DO THIS — Return, character for character, the lines from the one bearing "Place one keypoint on each instance of the white sailboat, using" through the end of the material. Omit everything before that line.
----------
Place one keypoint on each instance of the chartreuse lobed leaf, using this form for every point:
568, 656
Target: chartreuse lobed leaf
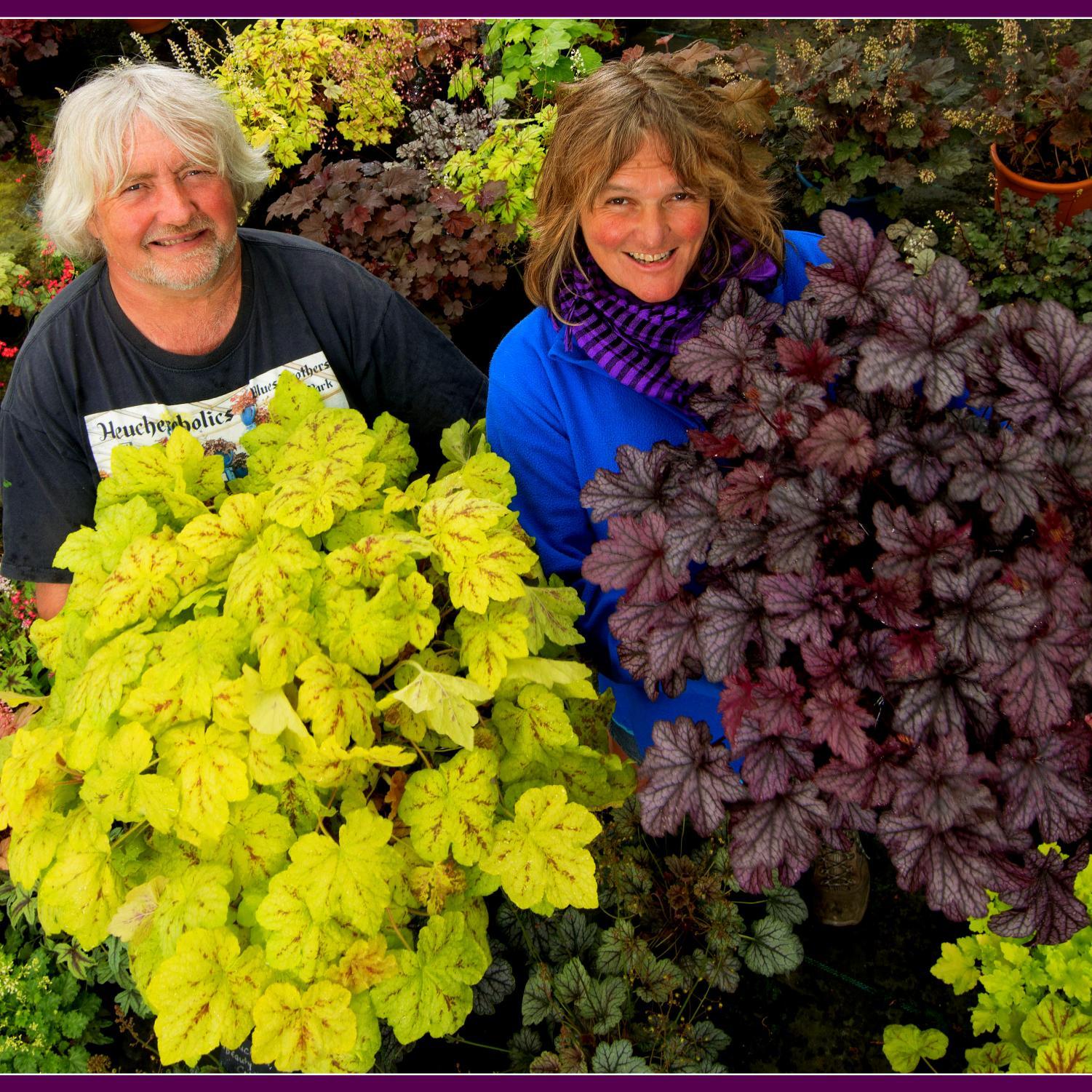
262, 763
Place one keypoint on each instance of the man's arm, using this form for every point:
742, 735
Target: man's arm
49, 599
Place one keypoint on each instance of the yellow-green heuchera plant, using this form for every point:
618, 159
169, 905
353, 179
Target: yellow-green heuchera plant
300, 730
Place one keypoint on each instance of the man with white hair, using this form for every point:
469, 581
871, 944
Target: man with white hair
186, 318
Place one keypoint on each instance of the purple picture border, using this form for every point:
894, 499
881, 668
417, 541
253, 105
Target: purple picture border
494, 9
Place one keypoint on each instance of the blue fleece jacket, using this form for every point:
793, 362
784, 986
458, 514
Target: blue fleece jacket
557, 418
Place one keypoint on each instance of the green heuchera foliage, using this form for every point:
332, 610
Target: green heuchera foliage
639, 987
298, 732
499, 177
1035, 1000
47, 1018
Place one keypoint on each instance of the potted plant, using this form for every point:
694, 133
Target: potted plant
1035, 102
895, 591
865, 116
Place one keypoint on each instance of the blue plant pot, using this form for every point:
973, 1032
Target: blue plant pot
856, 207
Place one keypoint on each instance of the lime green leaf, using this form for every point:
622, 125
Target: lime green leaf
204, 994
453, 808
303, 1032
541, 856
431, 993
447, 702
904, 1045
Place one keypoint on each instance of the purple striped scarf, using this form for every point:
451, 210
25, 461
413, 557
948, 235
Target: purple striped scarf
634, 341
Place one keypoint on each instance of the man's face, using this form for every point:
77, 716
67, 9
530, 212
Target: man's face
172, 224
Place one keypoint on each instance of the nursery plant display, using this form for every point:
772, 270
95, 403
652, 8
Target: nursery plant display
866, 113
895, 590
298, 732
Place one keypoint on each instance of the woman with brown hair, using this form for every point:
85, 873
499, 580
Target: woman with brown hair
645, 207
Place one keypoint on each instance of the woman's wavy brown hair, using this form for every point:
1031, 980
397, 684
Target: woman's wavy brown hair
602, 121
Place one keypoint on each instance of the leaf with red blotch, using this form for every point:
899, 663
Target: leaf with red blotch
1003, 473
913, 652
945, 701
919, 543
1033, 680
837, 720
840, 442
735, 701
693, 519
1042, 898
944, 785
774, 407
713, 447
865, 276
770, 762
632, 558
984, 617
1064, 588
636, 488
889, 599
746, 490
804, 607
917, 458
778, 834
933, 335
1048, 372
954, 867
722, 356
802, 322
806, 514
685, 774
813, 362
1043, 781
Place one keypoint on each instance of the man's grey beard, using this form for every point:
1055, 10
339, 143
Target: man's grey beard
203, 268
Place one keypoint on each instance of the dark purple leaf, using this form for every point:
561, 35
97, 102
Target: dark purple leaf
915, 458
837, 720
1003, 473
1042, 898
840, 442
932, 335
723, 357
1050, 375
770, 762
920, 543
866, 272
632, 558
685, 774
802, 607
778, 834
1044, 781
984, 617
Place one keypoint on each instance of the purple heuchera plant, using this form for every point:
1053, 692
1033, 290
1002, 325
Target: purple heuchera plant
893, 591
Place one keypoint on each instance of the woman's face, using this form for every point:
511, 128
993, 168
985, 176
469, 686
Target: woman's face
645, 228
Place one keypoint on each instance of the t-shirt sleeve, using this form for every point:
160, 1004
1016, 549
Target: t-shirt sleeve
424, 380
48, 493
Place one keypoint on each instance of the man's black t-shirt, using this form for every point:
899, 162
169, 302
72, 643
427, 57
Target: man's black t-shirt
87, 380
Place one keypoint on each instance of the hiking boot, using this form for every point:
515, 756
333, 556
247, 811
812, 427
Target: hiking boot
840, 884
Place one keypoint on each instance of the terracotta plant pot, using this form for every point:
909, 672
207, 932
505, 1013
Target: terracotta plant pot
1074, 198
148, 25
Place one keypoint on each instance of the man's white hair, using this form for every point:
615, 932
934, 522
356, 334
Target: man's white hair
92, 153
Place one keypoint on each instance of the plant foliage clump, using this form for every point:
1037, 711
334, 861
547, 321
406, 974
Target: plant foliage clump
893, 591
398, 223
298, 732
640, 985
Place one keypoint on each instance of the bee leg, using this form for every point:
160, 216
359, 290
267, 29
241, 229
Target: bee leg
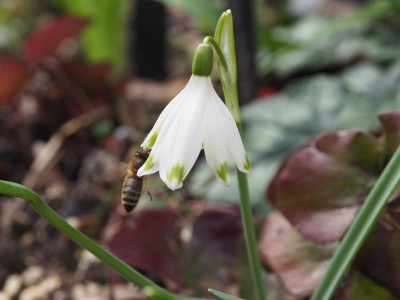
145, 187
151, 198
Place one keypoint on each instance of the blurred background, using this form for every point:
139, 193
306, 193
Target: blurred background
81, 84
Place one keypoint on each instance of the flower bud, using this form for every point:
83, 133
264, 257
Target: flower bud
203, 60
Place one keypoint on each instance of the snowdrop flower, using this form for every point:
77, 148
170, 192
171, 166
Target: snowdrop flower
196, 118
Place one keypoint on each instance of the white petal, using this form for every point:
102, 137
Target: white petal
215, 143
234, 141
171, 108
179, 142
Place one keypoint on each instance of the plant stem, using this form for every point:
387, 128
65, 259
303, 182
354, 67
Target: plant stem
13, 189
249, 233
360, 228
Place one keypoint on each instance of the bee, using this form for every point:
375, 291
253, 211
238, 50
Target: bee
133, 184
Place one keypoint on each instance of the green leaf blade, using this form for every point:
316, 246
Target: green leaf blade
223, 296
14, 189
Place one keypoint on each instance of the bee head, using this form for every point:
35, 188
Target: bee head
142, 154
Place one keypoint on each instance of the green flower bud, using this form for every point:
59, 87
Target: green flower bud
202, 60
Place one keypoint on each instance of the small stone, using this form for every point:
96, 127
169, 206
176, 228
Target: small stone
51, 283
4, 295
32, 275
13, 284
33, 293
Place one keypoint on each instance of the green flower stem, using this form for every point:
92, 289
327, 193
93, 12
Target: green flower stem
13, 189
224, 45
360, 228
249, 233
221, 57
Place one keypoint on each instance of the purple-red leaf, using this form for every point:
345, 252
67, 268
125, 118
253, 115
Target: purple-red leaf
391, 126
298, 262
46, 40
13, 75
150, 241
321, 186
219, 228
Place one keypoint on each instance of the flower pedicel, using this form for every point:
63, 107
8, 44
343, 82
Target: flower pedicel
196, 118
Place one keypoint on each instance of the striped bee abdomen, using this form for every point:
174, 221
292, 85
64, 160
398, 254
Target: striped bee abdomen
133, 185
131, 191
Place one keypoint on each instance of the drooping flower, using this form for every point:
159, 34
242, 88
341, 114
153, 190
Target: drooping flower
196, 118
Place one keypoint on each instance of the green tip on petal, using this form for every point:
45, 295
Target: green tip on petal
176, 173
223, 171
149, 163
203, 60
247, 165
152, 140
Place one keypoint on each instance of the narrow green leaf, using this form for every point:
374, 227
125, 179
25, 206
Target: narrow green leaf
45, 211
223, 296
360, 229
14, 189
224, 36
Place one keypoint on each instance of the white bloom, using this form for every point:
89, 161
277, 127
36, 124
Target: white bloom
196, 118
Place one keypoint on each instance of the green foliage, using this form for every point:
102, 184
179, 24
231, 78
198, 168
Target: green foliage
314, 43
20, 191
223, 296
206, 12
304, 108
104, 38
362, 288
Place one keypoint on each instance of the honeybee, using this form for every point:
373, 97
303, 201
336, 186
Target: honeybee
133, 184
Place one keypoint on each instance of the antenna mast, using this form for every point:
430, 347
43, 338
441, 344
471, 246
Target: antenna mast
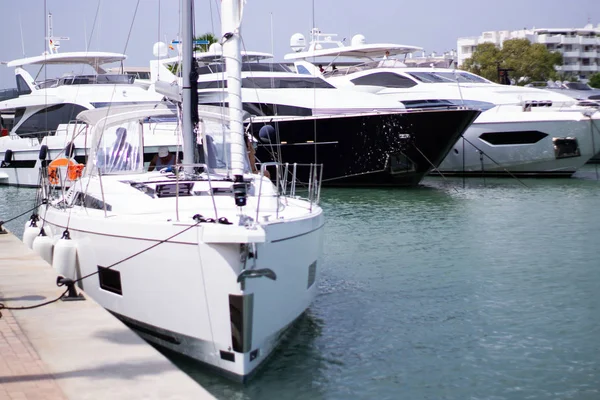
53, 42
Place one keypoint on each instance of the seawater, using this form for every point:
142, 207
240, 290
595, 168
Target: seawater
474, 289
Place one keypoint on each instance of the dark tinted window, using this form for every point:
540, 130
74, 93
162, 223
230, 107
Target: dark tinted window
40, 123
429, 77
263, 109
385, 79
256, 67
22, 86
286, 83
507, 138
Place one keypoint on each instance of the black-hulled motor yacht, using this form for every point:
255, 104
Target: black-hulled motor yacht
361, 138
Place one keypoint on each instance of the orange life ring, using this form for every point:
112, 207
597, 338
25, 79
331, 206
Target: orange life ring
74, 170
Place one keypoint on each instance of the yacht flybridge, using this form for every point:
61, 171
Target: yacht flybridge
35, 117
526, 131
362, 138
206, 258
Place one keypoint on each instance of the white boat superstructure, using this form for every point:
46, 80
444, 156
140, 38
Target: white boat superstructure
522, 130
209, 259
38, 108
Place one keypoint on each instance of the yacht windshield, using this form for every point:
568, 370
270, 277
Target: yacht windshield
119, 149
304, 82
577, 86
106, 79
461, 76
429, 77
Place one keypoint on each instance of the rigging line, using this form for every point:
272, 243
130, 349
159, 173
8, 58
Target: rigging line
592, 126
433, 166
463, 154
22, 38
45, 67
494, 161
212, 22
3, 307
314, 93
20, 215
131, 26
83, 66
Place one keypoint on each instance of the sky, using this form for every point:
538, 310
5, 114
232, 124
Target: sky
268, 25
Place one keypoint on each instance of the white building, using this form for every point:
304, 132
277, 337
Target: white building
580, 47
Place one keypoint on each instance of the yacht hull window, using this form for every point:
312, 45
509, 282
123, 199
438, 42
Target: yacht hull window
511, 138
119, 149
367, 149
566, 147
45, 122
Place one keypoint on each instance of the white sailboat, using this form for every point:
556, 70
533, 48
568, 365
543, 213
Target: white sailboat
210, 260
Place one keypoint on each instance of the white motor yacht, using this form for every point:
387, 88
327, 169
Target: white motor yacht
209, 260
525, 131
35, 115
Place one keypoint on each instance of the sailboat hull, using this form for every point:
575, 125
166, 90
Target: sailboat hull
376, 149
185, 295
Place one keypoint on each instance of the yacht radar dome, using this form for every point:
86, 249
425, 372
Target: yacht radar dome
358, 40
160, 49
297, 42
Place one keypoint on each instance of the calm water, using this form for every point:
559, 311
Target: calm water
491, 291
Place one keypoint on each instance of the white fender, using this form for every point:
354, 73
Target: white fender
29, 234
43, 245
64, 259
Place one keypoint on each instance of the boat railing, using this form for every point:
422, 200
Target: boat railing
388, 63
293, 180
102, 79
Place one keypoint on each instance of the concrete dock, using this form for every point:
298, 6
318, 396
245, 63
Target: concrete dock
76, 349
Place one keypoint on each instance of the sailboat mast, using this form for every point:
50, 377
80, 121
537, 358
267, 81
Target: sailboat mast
----------
EXERCISE OUTPUT —
Place one keypoint on each instance of the white sailboat, using this form for every point:
556, 70
533, 48
568, 365
543, 213
Target: white sailboat
210, 260
Place one keypoint on each instance of the white motor yacht, using this form for every point:
387, 88
327, 169
Target: white motor yacht
209, 260
525, 131
35, 115
Place one keypoint on each instance of the sailboat hull, using this form for every point:
575, 125
166, 90
Target: sailboat hull
376, 149
185, 295
Place one keypoint on each instance of the yacht radar dome, using this form for every point:
86, 249
425, 372
Target: yacht radar dome
358, 40
160, 49
297, 42
Place one keypoint on each instance of the calm water, using this form for every point:
559, 311
Target: calm water
491, 291
Place one keypoint on each instance of the white fender, using this form for every point:
354, 73
Target: white fender
29, 234
43, 245
64, 259
Place one keypoint on each instance of the boat railing, using this form for every point:
422, 200
Target: boat railing
388, 63
293, 180
102, 79
Place one keypoint on each instance of the concrete dock, using this form for every point:
298, 6
318, 396
245, 63
Target: concrete dock
76, 349
Place one keypoint on each instance of the sailboat mast, using this form for every point:
50, 377
80, 121
537, 358
267, 81
Target: sailboat mast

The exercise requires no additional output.